=== RECORD SET ===
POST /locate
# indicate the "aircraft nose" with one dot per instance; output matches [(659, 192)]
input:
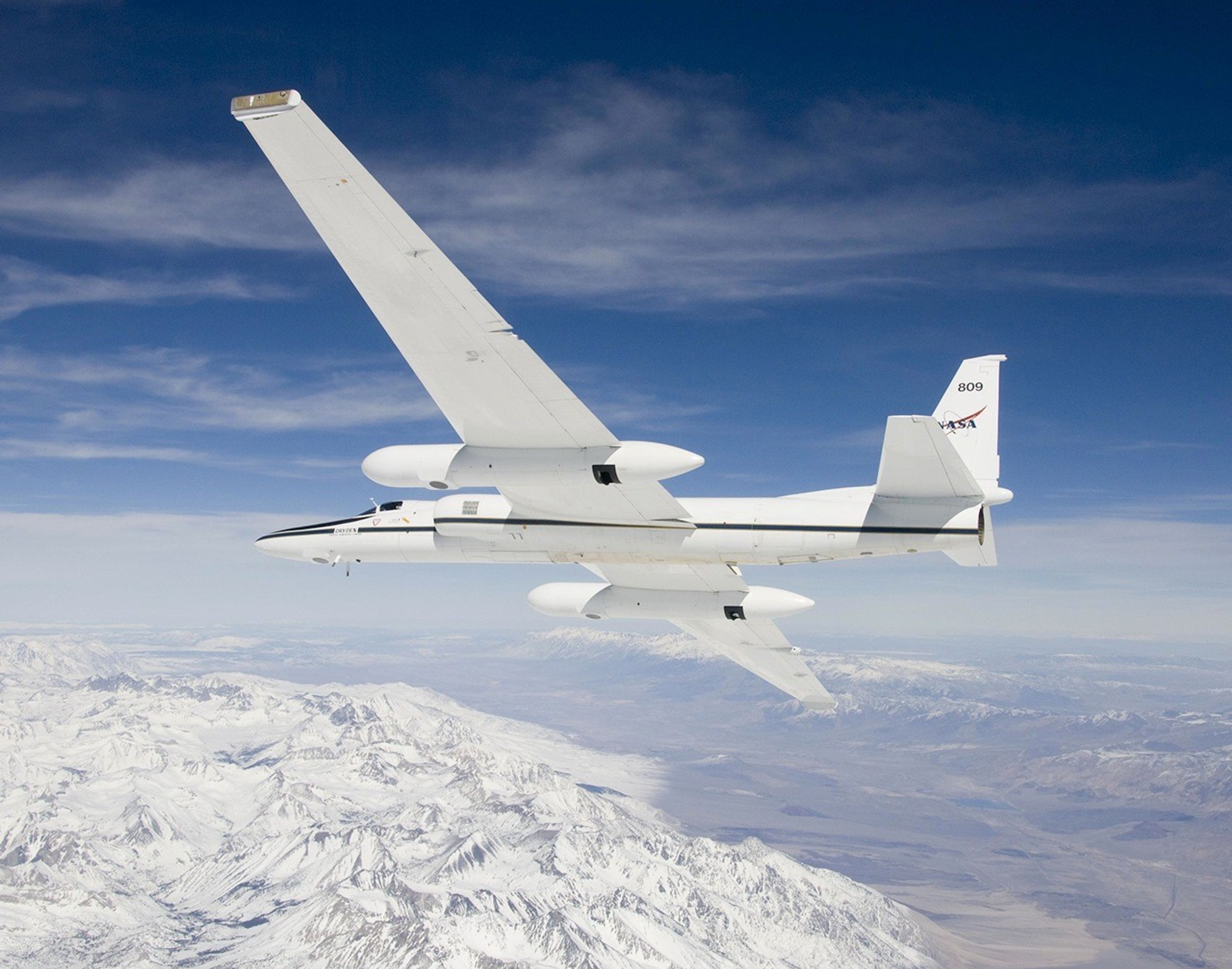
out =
[(280, 546)]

=== EXERCISE INSTRUCTIONS ===
Once the pictures are set aside, write out the entries verbatim.

=== EXERCISE OUTPUT ===
POST /locate
# indicate the "aircraft nose" with one dot per instance; output matches [(659, 192)]
input:
out =
[(280, 546)]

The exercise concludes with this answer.